• _Tasks for this exercise_:
• 1. In the child support post, rewrite the passage starting with "WHY IS FEMINISM" and going on through "lot of math.)", changing "pregnancy" to "gestation" throughout.
• 2. According to the child support post, what fraction of a man's post-tax income is child support for a single child assumed to take?

• _Extract provided_:
## BEGIN

WHY IS FEMINISM A THING

feministsaresexist:

Catapultam Habeo: The Cost Of Child Support

thescientificegalitarian:

permutationofninjas:

Many people speaking on abortion, especially when the issue of men and parental obligations come up, mention the burdens of pregnancy.  They’ll point out the dangers to the woman, and the fact that it co-opts her body for nine months.  They then describe men’s financial obligations towards their children as “just writing a cheque,” or “just money,” implying that it’s somehow insignificant and unintrusive.  But is it, really?  Let’s tackle this with a little math.  (Okay, a lot of math.)

We’ll assume for now that child support for a single child works out to roughly 1/4 of a man’s post-tax income.  (This is generally reasonable, and in some cases it’s even on the low side, especially once we factor in a portion of potential alimony.)  For a standard work week, that’s ten hours per week.  (Actually slightly higher, as the average work week is 42.5 hours.)  Ten hours a week, fifty-two weeks in a year and eighteen years adds up to 9,360 hours[1].  Divide that by twenty-four hours in a day, and that obligation adds up to 390 days[2].  That obligation is the rights to the man’s body, twenty-four hours a day as, effectively, a serf or slave…for about four months longer than the woman carries the child.  Unlike pregnancy, this is also time he can’t be using to get anything else done.  A pregnant woman can still work for most of the pregnancy, or do any number of other things (including sleeping at night), but this assumes a man at work, doing his job, 24/7, for over a year.  Still sound like “just writing a cheque”?

## END

• _Supplied information_:
## BEGIN

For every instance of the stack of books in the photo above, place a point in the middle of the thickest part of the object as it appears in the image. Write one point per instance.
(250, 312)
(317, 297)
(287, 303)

## END

• _Expected outputs_:
• 1.
WHY IS FEMINISM A THING

feministsaresexist:

Catapultam Habeo: The Cost Of Child Support

thescientificegalitarian:

permutationofninjas:

Many people speaking on abortion, especially when the issue of men and parental obligations come up, mention the burdens of gestation.  They’ll point out the dangers to the woman, and the fact that it co-opts her body for nine months.  They then describe men’s financial obligations towards their children as “just writing a cheque,” or “just money,” implying that it’s somehow insignificant and unintrusive.  But is it, really?  Let’s tackle this with a little math.  (Okay, a lot of math.)

• 2. Roughly 1/4